## start
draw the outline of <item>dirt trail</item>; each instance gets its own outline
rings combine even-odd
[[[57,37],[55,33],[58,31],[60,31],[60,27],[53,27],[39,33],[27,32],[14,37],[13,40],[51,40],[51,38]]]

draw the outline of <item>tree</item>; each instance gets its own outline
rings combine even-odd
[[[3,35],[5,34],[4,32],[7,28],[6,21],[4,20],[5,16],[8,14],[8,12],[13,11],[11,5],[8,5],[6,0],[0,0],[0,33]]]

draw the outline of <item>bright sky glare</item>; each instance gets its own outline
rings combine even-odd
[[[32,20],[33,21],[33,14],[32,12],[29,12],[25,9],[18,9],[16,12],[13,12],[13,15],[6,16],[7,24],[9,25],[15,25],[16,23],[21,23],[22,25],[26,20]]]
## end
## start
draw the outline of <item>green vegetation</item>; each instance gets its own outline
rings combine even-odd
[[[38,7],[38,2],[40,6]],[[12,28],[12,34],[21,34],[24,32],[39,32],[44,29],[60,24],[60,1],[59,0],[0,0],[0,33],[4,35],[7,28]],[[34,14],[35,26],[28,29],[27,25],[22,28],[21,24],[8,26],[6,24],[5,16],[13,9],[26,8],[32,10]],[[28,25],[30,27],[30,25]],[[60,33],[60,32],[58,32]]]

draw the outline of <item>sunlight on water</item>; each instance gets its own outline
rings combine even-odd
## end
Aim: Show each line in the entries above that contains the word "gets".

Solution to this task:
draw the outline of <item>dirt trail</item>; each instance gets its own outline
draw the outline of <item>tree</item>; each instance gets its own outline
draw the outline of <item>bright sky glare</item>; each instance gets its own outline
draw the outline of <item>green vegetation</item>; each instance gets its own outline
draw the outline of <item>sunlight on water</item>; each instance gets its own outline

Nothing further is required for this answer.